(Entries from a collection)
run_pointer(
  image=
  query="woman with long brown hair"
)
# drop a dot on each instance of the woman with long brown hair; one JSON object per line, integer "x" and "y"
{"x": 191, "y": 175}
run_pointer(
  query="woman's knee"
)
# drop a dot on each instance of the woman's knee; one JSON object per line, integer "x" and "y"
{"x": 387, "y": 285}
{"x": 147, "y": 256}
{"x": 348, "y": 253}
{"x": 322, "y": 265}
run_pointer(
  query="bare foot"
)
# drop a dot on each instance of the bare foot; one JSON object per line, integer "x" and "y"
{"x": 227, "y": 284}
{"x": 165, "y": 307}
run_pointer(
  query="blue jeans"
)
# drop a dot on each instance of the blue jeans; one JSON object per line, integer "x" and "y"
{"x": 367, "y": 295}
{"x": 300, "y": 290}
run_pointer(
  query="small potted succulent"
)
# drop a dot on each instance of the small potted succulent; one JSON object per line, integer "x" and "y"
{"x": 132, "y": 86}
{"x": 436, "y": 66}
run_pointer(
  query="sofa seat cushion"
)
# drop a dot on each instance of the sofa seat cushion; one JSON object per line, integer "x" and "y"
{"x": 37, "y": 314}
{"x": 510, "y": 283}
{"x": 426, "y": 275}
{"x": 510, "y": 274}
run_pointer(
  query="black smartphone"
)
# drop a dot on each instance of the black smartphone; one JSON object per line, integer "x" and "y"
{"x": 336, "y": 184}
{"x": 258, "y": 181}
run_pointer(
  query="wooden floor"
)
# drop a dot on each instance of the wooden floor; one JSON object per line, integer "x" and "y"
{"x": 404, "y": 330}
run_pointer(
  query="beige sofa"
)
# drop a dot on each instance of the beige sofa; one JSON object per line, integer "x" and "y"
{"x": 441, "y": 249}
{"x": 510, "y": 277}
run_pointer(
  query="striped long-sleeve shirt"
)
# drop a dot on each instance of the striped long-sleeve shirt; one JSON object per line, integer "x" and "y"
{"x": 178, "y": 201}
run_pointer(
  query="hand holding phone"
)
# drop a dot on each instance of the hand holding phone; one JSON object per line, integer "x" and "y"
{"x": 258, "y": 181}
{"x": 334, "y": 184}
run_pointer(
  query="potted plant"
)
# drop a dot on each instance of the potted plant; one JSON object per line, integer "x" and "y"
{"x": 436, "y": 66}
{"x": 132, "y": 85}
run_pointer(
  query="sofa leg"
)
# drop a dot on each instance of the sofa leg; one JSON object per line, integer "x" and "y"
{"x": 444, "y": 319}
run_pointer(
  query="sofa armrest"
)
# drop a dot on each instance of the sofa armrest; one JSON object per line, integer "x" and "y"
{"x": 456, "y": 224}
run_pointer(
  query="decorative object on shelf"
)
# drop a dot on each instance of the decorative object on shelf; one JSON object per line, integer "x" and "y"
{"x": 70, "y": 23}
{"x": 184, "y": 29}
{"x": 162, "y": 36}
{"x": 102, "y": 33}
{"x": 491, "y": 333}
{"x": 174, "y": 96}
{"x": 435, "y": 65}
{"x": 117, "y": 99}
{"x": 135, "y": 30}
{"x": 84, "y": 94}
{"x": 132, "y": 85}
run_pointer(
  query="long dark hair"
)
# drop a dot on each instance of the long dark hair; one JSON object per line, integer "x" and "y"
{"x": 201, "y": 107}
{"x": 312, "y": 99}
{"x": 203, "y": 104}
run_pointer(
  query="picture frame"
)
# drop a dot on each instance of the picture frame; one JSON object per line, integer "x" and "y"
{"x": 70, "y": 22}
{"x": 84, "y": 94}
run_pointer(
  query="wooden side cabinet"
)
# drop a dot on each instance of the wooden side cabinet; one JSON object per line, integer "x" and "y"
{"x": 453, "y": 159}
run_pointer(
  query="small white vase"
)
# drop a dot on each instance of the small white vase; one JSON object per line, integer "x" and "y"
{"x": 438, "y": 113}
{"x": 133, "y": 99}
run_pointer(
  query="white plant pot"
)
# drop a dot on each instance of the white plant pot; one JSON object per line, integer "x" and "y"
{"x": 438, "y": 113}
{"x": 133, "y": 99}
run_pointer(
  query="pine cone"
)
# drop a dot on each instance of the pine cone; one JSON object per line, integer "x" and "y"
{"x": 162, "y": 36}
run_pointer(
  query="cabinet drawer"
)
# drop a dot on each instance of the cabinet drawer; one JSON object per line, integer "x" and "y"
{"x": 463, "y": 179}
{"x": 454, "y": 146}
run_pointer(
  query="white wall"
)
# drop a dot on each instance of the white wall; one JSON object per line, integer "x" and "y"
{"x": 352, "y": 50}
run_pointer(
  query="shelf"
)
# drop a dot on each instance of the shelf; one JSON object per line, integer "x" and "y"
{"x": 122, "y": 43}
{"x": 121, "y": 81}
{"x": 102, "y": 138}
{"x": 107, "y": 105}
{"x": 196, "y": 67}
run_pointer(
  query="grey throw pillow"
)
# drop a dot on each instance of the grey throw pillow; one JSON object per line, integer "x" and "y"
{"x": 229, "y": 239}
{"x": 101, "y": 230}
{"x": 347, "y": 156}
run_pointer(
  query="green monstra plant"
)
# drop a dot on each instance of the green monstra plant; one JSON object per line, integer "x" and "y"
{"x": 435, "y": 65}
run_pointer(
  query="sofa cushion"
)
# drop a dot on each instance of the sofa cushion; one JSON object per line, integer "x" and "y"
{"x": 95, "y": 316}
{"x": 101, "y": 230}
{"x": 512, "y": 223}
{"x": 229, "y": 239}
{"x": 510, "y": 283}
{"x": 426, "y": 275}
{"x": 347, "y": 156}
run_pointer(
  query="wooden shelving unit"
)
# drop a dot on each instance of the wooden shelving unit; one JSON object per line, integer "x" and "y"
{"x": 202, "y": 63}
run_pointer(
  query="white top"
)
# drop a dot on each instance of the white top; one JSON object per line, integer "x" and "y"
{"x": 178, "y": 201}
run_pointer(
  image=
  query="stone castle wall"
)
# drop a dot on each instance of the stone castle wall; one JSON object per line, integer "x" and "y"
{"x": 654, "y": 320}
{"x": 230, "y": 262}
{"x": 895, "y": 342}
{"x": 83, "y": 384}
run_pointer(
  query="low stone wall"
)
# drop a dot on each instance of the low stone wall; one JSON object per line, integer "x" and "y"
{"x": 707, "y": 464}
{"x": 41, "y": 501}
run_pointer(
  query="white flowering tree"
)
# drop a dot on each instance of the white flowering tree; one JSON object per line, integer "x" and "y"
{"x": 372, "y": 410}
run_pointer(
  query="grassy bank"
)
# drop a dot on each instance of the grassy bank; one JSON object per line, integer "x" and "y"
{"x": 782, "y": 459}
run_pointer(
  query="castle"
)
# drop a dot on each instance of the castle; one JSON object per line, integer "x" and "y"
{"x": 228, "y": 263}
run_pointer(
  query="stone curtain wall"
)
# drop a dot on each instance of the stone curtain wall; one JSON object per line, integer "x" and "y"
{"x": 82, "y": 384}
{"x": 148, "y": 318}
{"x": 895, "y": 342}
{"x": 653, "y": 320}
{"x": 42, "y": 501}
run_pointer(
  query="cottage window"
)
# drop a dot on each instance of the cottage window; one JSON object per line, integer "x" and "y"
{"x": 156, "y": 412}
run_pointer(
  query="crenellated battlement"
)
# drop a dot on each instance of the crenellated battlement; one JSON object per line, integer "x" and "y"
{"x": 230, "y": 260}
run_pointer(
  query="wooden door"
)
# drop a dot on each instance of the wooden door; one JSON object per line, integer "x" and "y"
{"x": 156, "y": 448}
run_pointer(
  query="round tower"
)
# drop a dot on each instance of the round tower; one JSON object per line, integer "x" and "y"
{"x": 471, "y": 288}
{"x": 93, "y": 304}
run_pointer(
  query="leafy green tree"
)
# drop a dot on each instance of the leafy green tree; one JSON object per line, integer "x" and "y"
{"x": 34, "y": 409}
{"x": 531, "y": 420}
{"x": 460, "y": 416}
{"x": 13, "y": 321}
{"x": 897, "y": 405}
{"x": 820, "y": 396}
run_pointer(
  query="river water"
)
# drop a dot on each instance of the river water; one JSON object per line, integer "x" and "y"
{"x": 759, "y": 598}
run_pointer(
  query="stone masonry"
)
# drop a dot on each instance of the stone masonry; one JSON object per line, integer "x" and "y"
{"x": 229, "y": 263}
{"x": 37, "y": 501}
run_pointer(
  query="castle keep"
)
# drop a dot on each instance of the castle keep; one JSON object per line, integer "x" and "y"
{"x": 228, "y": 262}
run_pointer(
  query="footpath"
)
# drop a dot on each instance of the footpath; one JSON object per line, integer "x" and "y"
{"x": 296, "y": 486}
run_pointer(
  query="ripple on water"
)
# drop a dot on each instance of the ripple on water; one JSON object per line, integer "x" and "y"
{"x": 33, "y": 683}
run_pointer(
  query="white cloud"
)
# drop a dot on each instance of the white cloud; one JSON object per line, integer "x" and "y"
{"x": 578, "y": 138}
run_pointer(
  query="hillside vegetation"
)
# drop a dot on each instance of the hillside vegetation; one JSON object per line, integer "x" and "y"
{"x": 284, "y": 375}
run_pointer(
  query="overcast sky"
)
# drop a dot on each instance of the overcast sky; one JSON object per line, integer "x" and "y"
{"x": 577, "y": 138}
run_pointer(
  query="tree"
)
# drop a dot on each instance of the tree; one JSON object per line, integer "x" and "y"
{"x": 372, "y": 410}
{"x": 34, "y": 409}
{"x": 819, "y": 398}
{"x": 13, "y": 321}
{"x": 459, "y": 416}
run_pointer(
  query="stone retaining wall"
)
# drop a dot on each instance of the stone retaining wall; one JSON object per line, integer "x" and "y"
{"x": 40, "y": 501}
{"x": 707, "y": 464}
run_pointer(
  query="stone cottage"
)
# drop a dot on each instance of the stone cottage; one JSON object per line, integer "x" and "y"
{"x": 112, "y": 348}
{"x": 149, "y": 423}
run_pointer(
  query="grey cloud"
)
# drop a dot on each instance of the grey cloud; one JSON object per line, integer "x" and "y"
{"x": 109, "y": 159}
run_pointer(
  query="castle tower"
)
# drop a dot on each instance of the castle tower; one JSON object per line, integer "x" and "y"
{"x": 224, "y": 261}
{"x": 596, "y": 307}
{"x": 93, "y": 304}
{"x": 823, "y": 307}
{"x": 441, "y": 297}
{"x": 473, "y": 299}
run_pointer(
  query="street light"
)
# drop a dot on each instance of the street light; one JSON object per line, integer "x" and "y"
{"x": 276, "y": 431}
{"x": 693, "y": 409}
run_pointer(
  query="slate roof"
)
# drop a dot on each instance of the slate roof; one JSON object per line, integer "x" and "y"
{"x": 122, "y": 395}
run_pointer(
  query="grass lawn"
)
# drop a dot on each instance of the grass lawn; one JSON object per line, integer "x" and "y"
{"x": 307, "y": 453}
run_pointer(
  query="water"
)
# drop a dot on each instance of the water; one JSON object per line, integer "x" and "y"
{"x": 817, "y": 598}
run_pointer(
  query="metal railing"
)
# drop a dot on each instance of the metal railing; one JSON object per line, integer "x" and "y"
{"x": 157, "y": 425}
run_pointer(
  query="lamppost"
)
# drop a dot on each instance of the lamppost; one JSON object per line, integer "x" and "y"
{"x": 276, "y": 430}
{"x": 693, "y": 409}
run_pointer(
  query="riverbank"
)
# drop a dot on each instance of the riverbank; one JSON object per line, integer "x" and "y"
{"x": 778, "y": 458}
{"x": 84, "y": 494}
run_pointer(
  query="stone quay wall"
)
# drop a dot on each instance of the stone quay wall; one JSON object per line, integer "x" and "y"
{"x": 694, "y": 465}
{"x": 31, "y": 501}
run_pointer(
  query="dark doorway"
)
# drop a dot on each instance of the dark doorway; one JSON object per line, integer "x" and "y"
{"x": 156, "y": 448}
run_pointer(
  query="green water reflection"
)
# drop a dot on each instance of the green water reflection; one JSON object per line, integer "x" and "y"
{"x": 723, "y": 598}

> [Exercise task]: Which lines in the entries above contain the word "decorative"? Copy each one in full, treating uppercase and lowercase letters as different.

> [Output of the task]:
  query="decorative object on shelf"
# drop a dot on each instance of the decorative object on shelf; one JSON object per line, integer "x" and "y"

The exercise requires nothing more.